++++ Provided data ++++
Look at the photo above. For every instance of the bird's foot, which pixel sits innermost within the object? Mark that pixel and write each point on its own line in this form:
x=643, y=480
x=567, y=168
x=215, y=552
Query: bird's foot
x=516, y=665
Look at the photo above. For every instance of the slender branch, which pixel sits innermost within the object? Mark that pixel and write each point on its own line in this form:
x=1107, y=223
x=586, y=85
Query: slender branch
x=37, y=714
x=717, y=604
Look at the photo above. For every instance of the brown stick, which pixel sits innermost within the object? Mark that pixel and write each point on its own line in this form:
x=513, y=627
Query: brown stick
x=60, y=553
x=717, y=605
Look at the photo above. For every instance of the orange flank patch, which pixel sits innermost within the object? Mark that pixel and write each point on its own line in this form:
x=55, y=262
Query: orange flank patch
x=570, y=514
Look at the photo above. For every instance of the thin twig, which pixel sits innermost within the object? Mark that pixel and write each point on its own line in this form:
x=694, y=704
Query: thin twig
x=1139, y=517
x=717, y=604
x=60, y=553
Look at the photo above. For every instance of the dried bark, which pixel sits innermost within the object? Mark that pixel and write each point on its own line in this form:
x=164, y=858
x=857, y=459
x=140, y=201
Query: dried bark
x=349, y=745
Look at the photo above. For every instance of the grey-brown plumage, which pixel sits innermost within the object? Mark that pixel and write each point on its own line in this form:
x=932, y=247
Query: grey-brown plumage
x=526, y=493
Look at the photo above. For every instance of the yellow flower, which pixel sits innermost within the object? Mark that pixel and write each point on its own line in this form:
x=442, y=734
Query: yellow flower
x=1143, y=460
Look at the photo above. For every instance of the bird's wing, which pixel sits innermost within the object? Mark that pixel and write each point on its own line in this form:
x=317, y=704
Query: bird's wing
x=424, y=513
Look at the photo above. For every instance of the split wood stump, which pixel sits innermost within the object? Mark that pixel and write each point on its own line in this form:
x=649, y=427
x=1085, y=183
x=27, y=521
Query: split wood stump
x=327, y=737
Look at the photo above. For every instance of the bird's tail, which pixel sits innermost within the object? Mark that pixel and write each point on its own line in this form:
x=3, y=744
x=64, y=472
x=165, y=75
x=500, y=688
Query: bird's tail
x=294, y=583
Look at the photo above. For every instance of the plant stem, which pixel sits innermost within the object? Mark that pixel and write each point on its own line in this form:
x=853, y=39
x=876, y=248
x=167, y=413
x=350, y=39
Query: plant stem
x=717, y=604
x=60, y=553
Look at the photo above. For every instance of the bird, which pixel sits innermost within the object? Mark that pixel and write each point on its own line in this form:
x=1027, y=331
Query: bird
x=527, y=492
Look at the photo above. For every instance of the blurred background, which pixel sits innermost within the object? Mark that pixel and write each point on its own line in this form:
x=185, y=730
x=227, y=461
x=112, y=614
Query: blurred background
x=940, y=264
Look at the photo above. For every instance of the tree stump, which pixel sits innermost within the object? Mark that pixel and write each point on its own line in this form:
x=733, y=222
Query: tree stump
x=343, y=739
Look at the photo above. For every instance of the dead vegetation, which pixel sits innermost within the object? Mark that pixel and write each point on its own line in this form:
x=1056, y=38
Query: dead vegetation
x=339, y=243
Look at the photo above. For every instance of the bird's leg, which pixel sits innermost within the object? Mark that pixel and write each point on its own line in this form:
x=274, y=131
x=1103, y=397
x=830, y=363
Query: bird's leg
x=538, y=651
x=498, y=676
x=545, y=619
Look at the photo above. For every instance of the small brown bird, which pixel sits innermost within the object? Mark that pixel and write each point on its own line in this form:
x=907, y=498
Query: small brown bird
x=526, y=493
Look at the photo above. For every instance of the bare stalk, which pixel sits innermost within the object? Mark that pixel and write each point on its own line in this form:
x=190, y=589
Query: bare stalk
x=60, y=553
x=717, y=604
++++
### What to do
Convert every line of the records above into a JSON list of strings, one string per line, and leave out blank lines.

### Problem solution
[
  "Look at the photo above. For every instance of the bird's foot, which pixel sits innermost within the object? Mark that pixel and write each point on its own line in this form:",
  "x=643, y=480",
  "x=567, y=168",
  "x=215, y=552",
  "Query: bird's foot",
  "x=516, y=665",
  "Look at the photo above. For every instance of the slender branch, which pixel sits innermost within the object? Mark that pixel and write each point on its own line in this form:",
  "x=1107, y=223",
  "x=586, y=85",
  "Query: slender branch",
  "x=37, y=714",
  "x=717, y=604",
  "Look at the photo above. For every instance of the brown stick, which pixel sits innermost within the object? Mark that pixel and write each point on its own line in this form:",
  "x=513, y=627",
  "Query: brown stick",
  "x=60, y=553",
  "x=717, y=605",
  "Look at the photo above. For every instance of the orange flank patch, which pixel sits innermost within the object? Mark that pixel and write each point on its own line in this form:",
  "x=55, y=262",
  "Query: orange flank patch",
  "x=570, y=514",
  "Look at the photo above. For every instance of the thin twig, which pixel sits innermost within the object? Mark that pixel and write each point on its own line in this form:",
  "x=694, y=704",
  "Query: thin twig",
  "x=1139, y=517",
  "x=717, y=604",
  "x=60, y=553",
  "Look at the photo above. For every instance of the dried bark, which pixel sits innermost within the object? Mark that pixel and write each point on its own line in this form:",
  "x=164, y=858",
  "x=857, y=459",
  "x=140, y=201",
  "Query: dried bark",
  "x=349, y=745",
  "Look at the photo above. For every instance of the grey-brown plumage, which pixel sits innermost within the object? Mark that pixel and write each point on its own line in this form:",
  "x=932, y=247",
  "Query: grey-brown plumage",
  "x=526, y=493",
  "Look at the photo above. For every instance of the yellow flower, which pixel sits innermost within the object? Mark that pixel and write each point on its own line in this form:",
  "x=442, y=734",
  "Query: yellow flower",
  "x=1143, y=460",
  "Look at the photo above. For every instance of the bird's wing, which pixel sits innermost within the object? Mark that pixel and write each point on its own line in this form:",
  "x=317, y=704",
  "Query: bird's wing",
  "x=424, y=513",
  "Look at the photo above. For every instance of the split wood stump, which pixel sits innermost within the object? Mark that pixel and write each point on its own line in this form:",
  "x=649, y=427",
  "x=1085, y=183",
  "x=27, y=521",
  "Query: split wood stump",
  "x=327, y=737",
  "Look at the photo above. For every instance of the bird's tail, which pixel sits innermost within the object? Mark that pixel and write each point on its own line in this form:",
  "x=3, y=744",
  "x=64, y=472",
  "x=165, y=75",
  "x=500, y=688",
  "Query: bird's tail",
  "x=294, y=583",
  "Look at the photo above. For every instance of the plant stem, which pixel sits innermost within the object? Mark that pixel and write each point on its own line in this form:",
  "x=853, y=39",
  "x=876, y=248",
  "x=167, y=413",
  "x=350, y=39",
  "Query: plant stem",
  "x=717, y=604",
  "x=60, y=553",
  "Look at the photo above. For every instance of the bird, which pixel sits innermost within the object? Mark that pixel and write each point on its own line in this form:",
  "x=1027, y=331",
  "Query: bird",
  "x=527, y=492",
  "Look at the photo above. For every instance of the blurred background, which pixel sits innermost within the object? Mark that pixel and write each point on its own line in this form:",
  "x=185, y=730",
  "x=227, y=461",
  "x=112, y=614",
  "Query: blurred background",
  "x=940, y=264",
  "Look at the photo above. For every instance of the tree stump, which pixel sits innermost within the object? Mark that pixel and write each point on its own line in this form:",
  "x=733, y=222",
  "Query: tree stump",
  "x=343, y=739",
  "Look at the photo above. For every instance of the dead vegetation, which pixel sits innermost within the object? Mark that pixel and write each point on its own line in this form:",
  "x=1056, y=38",
  "Query: dead vegetation",
  "x=339, y=243",
  "Look at the photo above. For every instance of the bird's leg, which pixel sits innermost within the object? Mark that pixel and write each point on its own line in this form:",
  "x=274, y=131",
  "x=1103, y=397",
  "x=830, y=363",
  "Query: bird's leg",
  "x=538, y=651",
  "x=498, y=676",
  "x=545, y=619",
  "Look at the photo above. For every instance of the small brown bird, which pixel sits innermost within the object? Mark that pixel and write each point on its own line in this form:",
  "x=907, y=498",
  "Query: small brown bird",
  "x=526, y=493",
  "Look at the photo above. For every instance of the bare stalk, which pixel sits innermost within the object? Mark that pixel and write each point on its own line in this form:",
  "x=190, y=589",
  "Query: bare stalk",
  "x=60, y=553",
  "x=717, y=604"
]